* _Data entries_

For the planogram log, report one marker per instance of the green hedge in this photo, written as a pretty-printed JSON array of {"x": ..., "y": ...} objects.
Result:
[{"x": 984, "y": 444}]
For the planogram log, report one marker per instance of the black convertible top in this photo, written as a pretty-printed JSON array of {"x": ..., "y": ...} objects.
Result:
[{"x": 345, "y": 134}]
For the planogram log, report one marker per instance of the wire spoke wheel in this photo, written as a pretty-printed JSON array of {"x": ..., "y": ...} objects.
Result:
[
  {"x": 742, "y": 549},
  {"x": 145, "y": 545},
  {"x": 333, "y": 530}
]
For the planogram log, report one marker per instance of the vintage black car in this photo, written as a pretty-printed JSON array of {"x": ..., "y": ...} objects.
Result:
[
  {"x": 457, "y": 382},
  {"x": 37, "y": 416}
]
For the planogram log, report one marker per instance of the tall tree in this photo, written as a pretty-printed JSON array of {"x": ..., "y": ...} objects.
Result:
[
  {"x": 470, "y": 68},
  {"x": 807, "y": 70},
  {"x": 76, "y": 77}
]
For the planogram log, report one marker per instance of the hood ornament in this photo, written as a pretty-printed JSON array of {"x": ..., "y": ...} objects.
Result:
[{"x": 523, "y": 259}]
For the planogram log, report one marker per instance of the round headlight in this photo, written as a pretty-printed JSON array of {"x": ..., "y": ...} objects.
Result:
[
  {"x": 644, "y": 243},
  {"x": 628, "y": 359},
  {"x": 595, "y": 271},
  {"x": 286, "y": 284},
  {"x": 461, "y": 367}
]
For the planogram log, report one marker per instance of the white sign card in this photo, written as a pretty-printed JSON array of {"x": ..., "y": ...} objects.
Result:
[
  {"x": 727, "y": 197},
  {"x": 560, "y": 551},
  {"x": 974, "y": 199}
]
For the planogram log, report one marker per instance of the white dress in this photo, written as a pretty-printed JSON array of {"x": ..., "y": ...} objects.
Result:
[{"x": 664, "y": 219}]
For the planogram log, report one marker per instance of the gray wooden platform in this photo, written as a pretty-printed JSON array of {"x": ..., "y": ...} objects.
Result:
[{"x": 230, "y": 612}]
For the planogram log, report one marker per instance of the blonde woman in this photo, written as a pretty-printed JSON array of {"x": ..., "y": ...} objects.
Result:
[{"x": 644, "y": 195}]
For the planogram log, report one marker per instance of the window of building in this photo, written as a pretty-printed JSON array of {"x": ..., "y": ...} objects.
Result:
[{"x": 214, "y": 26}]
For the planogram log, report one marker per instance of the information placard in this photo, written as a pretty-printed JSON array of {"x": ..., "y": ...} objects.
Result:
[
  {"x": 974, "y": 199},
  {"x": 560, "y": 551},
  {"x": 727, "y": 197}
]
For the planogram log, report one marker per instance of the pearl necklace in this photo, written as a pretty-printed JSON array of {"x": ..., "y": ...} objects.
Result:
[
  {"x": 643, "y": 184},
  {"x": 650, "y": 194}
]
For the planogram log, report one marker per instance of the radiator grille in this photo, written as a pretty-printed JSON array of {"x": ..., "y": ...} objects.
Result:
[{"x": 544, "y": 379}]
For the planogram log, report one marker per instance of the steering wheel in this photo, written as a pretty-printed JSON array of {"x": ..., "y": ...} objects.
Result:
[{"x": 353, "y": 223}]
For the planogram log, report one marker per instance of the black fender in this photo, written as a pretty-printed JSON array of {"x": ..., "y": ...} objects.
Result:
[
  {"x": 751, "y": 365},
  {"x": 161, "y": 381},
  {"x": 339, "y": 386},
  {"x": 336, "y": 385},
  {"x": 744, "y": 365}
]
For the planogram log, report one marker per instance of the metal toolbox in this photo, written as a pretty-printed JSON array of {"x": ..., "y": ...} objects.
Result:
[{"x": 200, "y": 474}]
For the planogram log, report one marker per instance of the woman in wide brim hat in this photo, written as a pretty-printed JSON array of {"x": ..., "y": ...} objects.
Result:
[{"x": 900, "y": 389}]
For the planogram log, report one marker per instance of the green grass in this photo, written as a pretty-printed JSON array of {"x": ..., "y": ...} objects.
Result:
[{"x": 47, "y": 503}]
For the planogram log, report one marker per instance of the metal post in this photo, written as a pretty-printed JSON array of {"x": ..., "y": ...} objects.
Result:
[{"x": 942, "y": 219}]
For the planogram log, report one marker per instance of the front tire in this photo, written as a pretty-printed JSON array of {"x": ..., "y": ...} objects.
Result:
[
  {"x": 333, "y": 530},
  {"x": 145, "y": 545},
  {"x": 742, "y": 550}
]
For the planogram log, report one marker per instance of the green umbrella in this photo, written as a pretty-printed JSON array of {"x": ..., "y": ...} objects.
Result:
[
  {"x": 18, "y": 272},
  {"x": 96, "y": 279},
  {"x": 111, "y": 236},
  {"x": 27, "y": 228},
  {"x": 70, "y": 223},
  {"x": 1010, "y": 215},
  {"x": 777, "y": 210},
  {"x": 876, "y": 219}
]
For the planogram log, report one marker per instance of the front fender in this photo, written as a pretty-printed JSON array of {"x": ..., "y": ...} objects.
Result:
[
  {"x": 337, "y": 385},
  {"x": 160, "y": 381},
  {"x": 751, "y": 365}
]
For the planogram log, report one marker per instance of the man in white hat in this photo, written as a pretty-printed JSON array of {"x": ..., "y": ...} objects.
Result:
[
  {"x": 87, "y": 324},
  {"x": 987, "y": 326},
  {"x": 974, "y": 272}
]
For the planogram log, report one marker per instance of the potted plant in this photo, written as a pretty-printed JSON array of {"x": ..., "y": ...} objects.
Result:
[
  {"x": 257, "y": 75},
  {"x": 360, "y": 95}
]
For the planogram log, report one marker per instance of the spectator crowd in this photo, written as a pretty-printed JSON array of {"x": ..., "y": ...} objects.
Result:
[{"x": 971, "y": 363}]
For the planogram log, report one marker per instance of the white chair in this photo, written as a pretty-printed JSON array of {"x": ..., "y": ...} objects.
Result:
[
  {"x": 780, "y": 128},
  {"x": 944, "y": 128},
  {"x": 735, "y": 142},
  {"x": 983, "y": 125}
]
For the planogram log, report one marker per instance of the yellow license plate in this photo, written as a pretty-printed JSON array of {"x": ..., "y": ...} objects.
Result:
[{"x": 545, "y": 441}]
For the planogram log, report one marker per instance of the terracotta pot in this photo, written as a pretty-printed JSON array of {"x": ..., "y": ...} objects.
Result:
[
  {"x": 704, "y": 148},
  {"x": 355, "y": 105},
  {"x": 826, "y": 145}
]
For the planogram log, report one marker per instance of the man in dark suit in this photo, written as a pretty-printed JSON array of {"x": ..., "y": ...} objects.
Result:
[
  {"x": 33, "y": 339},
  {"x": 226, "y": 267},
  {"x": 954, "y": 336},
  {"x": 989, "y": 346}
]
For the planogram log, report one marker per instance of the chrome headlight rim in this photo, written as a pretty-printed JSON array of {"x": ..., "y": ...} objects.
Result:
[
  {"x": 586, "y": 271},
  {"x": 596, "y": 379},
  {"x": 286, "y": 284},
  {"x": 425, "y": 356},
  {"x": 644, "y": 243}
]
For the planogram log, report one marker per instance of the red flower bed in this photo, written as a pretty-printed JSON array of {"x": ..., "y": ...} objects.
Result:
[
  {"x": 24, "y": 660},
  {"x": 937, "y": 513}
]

* _Task instructions_
Retype the material above, line by line, exactly.

* _Answer in full_
For the planogram log, report one marker per instance of the green hedge in this photo, written as a pretty-printed JSON array of {"x": ..., "y": ...} objects.
Result:
[{"x": 984, "y": 444}]
For the planogram log, report one marker per instance of the black convertible top in this photo, written as a pretty-printed JSON array of {"x": ..., "y": ...} objects.
Result:
[{"x": 345, "y": 134}]
For the planogram log, report one marker per instance of the wire spoke wheel in this photo, written as a pretty-printed JSON array of {"x": ..., "y": ...} objects.
Result:
[
  {"x": 742, "y": 549},
  {"x": 145, "y": 545},
  {"x": 333, "y": 530}
]
For the planogram log, report one marker per instance of the vintage black car in this photo, written as a pretty-printed JSON array of {"x": ..., "y": ...} objects.
Result:
[
  {"x": 457, "y": 382},
  {"x": 37, "y": 416}
]
For the planogram log, report one marker per instance of the tall tree in this photo, written as a pretty-printed JSON array of {"x": ..., "y": ...} objects.
Result:
[
  {"x": 470, "y": 68},
  {"x": 807, "y": 70},
  {"x": 76, "y": 77}
]
For the planogram log, report one marker per instance of the hood ornament in this photo, written as a pretty-printed JSON array of {"x": ..., "y": ...} objects.
Result:
[{"x": 523, "y": 259}]
For the planogram log, report one marker per instance of the round headlight in this photo, written as a pretty-printed JSON array of {"x": ..., "y": ...} objects.
Result:
[
  {"x": 644, "y": 243},
  {"x": 628, "y": 359},
  {"x": 595, "y": 271},
  {"x": 286, "y": 284},
  {"x": 461, "y": 367}
]
For the planogram log, report one marker per instance of the white sign card in this photo, written as a pretty-printed JSON array of {"x": ..., "y": ...} objects.
Result:
[
  {"x": 727, "y": 197},
  {"x": 560, "y": 551},
  {"x": 974, "y": 199}
]
For the planogram log, report one marker per instance of the white dress in this photo, written as a pretty-printed JSON array of {"x": ..., "y": ...} objects.
Result:
[{"x": 664, "y": 219}]
For the planogram log, report one marker per instance of the gray wooden platform in this photo, written as a pretty-printed JSON array of {"x": ..., "y": ...} objects.
Result:
[{"x": 230, "y": 612}]
For the planogram log, report one marker per instance of the blonde woman in this photo, written as a pretty-printed JSON array of {"x": ..., "y": ...} objects.
Result:
[{"x": 644, "y": 195}]
For the planogram log, report one marker per instance of the window of building in this photo, written as a pretty-printed JSON array of {"x": ..., "y": ...} objects.
Result:
[{"x": 214, "y": 26}]
For the planogram log, report one marker per instance of the information placard in this photo, written as a pretty-printed JSON array of {"x": ..., "y": ...} objects.
Result:
[
  {"x": 974, "y": 199},
  {"x": 560, "y": 551},
  {"x": 727, "y": 197}
]
For the planogram log, report one marker per instance of the pearl necklace in this photo, written as a pretty-printed JSON array of {"x": ..., "y": ...} objects.
Result:
[
  {"x": 643, "y": 184},
  {"x": 650, "y": 194}
]
For the planogram log, report one marker per instance of the radiator grille in this photo, written as a pretty-printed JSON array of {"x": ..., "y": ...} objects.
Result:
[{"x": 544, "y": 379}]
For the planogram log, report one marker per instance of the steering wheel in this photo, written as a pretty-printed JSON array of {"x": ..., "y": ...} objects.
Result:
[{"x": 353, "y": 223}]
For the planogram log, report one marker per instance of the black fender in this photo, written as a pretty-printed JSON array of {"x": ..., "y": ...} objects.
Result:
[
  {"x": 751, "y": 365},
  {"x": 161, "y": 381},
  {"x": 339, "y": 386},
  {"x": 336, "y": 385},
  {"x": 744, "y": 365}
]
For the planogram log, report one marker per instance of the metal toolbox in this photo, written as a pretty-printed JSON array of {"x": ..., "y": ...} objects.
Result:
[{"x": 200, "y": 474}]
For the planogram log, report one marker per instance of the woman in wide brim hat in this photo, written as a pretty-printed JSON array of {"x": ..., "y": ...} objects.
Result:
[{"x": 900, "y": 389}]
For the planogram log, report one marker per instance of the green grass in this photo, written as a pretty-printed JSON array of {"x": ..., "y": ...} objects.
Result:
[{"x": 47, "y": 503}]
For the planogram log, report one marker per instance of the metal post in this photo, written as a pretty-printed JSON array of {"x": ..., "y": ...} objects.
Result:
[{"x": 942, "y": 219}]
For the planogram log, report one marker per instance of the front tire in this photo, written as a pretty-printed JSON array of {"x": ..., "y": ...} objects.
Result:
[
  {"x": 333, "y": 530},
  {"x": 145, "y": 545},
  {"x": 742, "y": 550}
]
For the planogram log, report one marker per instance of the green umbrella in this photo, written as a pretty-printed JSON array of {"x": ..., "y": ...} objects.
Result:
[
  {"x": 18, "y": 272},
  {"x": 96, "y": 279},
  {"x": 111, "y": 236},
  {"x": 27, "y": 228},
  {"x": 70, "y": 223},
  {"x": 1010, "y": 215},
  {"x": 777, "y": 210},
  {"x": 876, "y": 219}
]
For the planogram log, report one marker per instance of the front fender in this photo, written as a pretty-printed JSON array of {"x": ..., "y": ...} objects.
Result:
[
  {"x": 337, "y": 385},
  {"x": 160, "y": 381},
  {"x": 751, "y": 365}
]
For the planogram log, report one marker per instance of the man in white hat in this photo, written as a pretty-printed JSON array of {"x": ..., "y": ...} objects.
Result:
[
  {"x": 87, "y": 324},
  {"x": 987, "y": 326},
  {"x": 974, "y": 272}
]
For the planogram log, report one marker per instance of the potted plant in this photo, written as a pretty-printed JSON array of {"x": ..., "y": ...} objects.
Result:
[
  {"x": 257, "y": 75},
  {"x": 360, "y": 95}
]
For the planogram log, report one marker per instance of the spectator crowd in this photo, written as a pretty-printed JSON array of {"x": ..., "y": ...} objects.
Result:
[{"x": 971, "y": 363}]
For the planogram log, report one marker per instance of the white chair in this photo, written as a pretty-printed JSON array of {"x": ..., "y": ...} objects.
Result:
[
  {"x": 780, "y": 128},
  {"x": 944, "y": 128},
  {"x": 735, "y": 142},
  {"x": 983, "y": 125}
]
For the planogram log, report one marker per instance of the yellow license plate in this photo, written as a pretty-printed JSON array of {"x": ..., "y": ...} objects.
Result:
[{"x": 545, "y": 441}]
For the planogram log, report one marker per instance of the terracotta pot in this photo, written as a pretty-printed JSON array of {"x": ..., "y": ...} objects.
Result:
[
  {"x": 704, "y": 148},
  {"x": 355, "y": 105},
  {"x": 826, "y": 145}
]
For the planogram log, report one marker per instance of the man in dark suit in this photo, written as a pretty-printed JSON array of {"x": ..., "y": ...} objects.
Result:
[
  {"x": 33, "y": 339},
  {"x": 226, "y": 267},
  {"x": 954, "y": 336},
  {"x": 989, "y": 346}
]
For the planogram log, report one marker per instance of the chrome headlight rim in this photo, written as a pretty-printed JSON array of {"x": ..., "y": ...} objects.
Result:
[
  {"x": 586, "y": 271},
  {"x": 596, "y": 379},
  {"x": 286, "y": 284},
  {"x": 425, "y": 356},
  {"x": 644, "y": 243}
]
For the planogram log, report one marker per instance of the red flower bed in this photo, written as a pretty-printed JSON array of {"x": ..., "y": ...} objects.
Result:
[
  {"x": 24, "y": 660},
  {"x": 937, "y": 513}
]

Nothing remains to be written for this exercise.